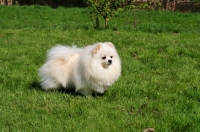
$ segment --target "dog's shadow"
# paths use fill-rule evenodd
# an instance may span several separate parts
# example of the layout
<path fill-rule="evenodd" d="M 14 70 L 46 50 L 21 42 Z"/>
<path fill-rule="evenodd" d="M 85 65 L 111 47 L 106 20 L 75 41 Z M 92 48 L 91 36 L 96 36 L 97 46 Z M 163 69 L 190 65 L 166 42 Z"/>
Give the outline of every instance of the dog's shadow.
<path fill-rule="evenodd" d="M 30 84 L 30 87 L 29 87 L 30 89 L 34 89 L 34 90 L 40 90 L 40 91 L 43 91 L 43 92 L 53 92 L 53 91 L 58 91 L 58 92 L 60 92 L 60 93 L 66 93 L 66 94 L 70 94 L 70 95 L 72 95 L 72 96 L 83 96 L 83 97 L 85 97 L 84 95 L 82 95 L 82 94 L 80 94 L 80 93 L 77 93 L 76 91 L 75 91 L 75 88 L 70 88 L 70 89 L 66 89 L 66 88 L 59 88 L 59 89 L 57 89 L 57 90 L 48 90 L 48 91 L 46 91 L 46 90 L 43 90 L 42 89 L 42 87 L 41 87 L 41 85 L 40 85 L 40 83 L 39 82 L 36 82 L 36 81 L 34 81 L 34 82 L 32 82 L 31 84 Z M 92 94 L 92 96 L 93 97 L 101 97 L 101 96 L 103 96 L 103 94 L 99 94 L 99 93 L 93 93 Z"/>

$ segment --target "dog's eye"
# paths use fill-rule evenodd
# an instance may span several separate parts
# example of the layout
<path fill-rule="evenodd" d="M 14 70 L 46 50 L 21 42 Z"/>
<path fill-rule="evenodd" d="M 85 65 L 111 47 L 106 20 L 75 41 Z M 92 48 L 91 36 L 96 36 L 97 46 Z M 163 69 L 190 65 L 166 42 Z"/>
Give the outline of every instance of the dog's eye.
<path fill-rule="evenodd" d="M 106 59 L 106 56 L 102 57 L 102 60 L 105 60 Z"/>

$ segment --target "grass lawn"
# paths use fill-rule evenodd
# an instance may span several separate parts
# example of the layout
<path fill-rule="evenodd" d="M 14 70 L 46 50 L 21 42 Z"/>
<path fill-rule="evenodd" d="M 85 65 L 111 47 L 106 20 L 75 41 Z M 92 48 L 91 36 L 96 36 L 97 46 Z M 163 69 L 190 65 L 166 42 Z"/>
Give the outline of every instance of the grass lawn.
<path fill-rule="evenodd" d="M 94 30 L 87 12 L 0 6 L 0 131 L 199 132 L 200 14 L 127 11 Z M 40 90 L 49 48 L 98 41 L 122 60 L 103 96 Z"/>

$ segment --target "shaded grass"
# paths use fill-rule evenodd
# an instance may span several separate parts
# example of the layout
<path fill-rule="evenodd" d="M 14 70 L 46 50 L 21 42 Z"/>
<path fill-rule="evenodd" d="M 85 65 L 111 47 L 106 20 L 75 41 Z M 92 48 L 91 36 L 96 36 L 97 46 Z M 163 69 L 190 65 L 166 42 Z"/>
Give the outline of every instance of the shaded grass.
<path fill-rule="evenodd" d="M 97 31 L 86 13 L 0 7 L 0 130 L 199 131 L 199 14 L 138 11 L 134 28 L 124 12 Z M 49 48 L 97 41 L 113 42 L 122 60 L 122 76 L 105 95 L 40 90 Z"/>

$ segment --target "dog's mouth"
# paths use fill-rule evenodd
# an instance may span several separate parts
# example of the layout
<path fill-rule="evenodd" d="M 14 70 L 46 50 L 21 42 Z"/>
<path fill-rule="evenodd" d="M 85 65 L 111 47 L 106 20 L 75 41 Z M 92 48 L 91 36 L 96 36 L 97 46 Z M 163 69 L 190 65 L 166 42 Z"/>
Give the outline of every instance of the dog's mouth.
<path fill-rule="evenodd" d="M 103 64 L 102 67 L 105 68 L 105 69 L 108 69 L 108 67 L 109 67 L 110 65 L 111 65 L 111 64 Z"/>

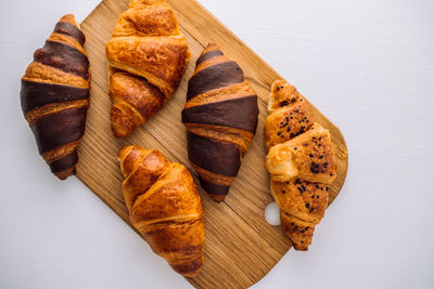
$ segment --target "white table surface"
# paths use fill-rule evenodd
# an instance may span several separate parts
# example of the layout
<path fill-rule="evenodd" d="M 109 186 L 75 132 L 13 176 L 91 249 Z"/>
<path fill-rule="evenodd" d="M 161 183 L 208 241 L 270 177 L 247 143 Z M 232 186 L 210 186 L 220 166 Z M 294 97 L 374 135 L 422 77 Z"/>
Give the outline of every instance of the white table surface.
<path fill-rule="evenodd" d="M 98 2 L 1 0 L 0 288 L 191 288 L 76 178 L 49 173 L 21 113 L 34 51 Z M 253 288 L 434 288 L 434 1 L 201 2 L 348 144 L 311 248 Z"/>

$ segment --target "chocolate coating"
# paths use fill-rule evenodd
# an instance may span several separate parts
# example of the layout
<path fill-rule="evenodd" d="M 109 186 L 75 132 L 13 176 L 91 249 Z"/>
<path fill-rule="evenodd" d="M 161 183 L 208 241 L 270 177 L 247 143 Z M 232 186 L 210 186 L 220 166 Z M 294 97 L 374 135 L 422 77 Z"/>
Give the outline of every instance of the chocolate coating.
<path fill-rule="evenodd" d="M 79 140 L 85 133 L 87 106 L 39 118 L 33 126 L 39 154 Z"/>
<path fill-rule="evenodd" d="M 54 32 L 74 38 L 75 40 L 77 40 L 78 43 L 80 43 L 81 47 L 86 42 L 85 34 L 71 23 L 58 22 L 54 27 Z"/>
<path fill-rule="evenodd" d="M 182 122 L 224 126 L 256 132 L 257 96 L 248 95 L 189 107 L 182 110 Z"/>
<path fill-rule="evenodd" d="M 35 51 L 35 62 L 89 79 L 89 60 L 77 49 L 55 41 L 46 41 Z"/>
<path fill-rule="evenodd" d="M 187 131 L 187 150 L 192 163 L 214 173 L 237 176 L 241 166 L 234 144 L 209 140 Z"/>
<path fill-rule="evenodd" d="M 243 70 L 237 63 L 219 63 L 199 71 L 190 79 L 187 100 L 209 90 L 241 83 L 243 81 Z"/>
<path fill-rule="evenodd" d="M 89 90 L 64 84 L 21 80 L 21 108 L 24 114 L 52 103 L 89 98 Z"/>
<path fill-rule="evenodd" d="M 201 57 L 197 58 L 196 61 L 196 66 L 200 65 L 203 62 L 206 62 L 210 58 L 217 57 L 217 56 L 221 56 L 224 55 L 224 53 L 219 50 L 214 50 L 214 51 L 209 51 L 206 52 L 205 54 L 202 54 Z"/>
<path fill-rule="evenodd" d="M 209 182 L 203 180 L 201 176 L 199 176 L 199 180 L 201 182 L 202 188 L 206 193 L 214 194 L 214 195 L 228 195 L 228 193 L 229 193 L 229 186 L 222 186 L 222 185 L 209 183 Z"/>
<path fill-rule="evenodd" d="M 50 166 L 51 172 L 61 172 L 63 170 L 66 170 L 73 166 L 75 166 L 78 162 L 78 155 L 77 150 L 74 150 L 72 154 L 64 156 L 61 159 L 54 160 Z"/>

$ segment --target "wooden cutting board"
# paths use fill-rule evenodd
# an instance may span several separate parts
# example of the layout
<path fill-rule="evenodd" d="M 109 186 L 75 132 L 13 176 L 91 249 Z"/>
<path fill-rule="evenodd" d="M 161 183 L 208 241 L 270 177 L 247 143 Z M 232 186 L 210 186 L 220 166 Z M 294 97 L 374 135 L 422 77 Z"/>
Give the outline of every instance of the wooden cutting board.
<path fill-rule="evenodd" d="M 230 58 L 239 63 L 256 91 L 259 97 L 259 124 L 225 202 L 214 202 L 201 189 L 206 224 L 205 264 L 199 276 L 188 280 L 197 288 L 246 288 L 261 279 L 291 248 L 281 227 L 271 226 L 264 219 L 264 209 L 272 202 L 269 176 L 264 168 L 264 120 L 267 117 L 266 104 L 271 83 L 281 77 L 195 0 L 167 2 L 173 6 L 187 37 L 192 61 L 174 98 L 155 117 L 124 140 L 115 139 L 111 131 L 108 114 L 112 103 L 107 94 L 105 43 L 117 17 L 127 9 L 128 0 L 104 0 L 82 22 L 92 83 L 86 135 L 79 146 L 77 176 L 128 224 L 120 189 L 123 178 L 116 159 L 118 149 L 124 145 L 157 148 L 169 160 L 186 165 L 197 181 L 188 161 L 181 109 L 195 60 L 208 42 L 217 43 Z M 303 88 L 298 89 L 303 92 Z M 330 130 L 337 147 L 339 170 L 330 191 L 331 202 L 346 176 L 346 145 L 341 132 L 329 119 L 314 106 L 311 111 L 315 119 Z M 312 246 L 319 241 L 321 225 L 316 231 Z M 169 266 L 167 270 L 170 270 Z"/>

§ **Task objective**
List every line above that contains the string "surface", treating uppercase and lowercase letters as different.

§ **Solution to this task**
$ segment --target "white table surface"
Give the outline of every instance of the white table surface.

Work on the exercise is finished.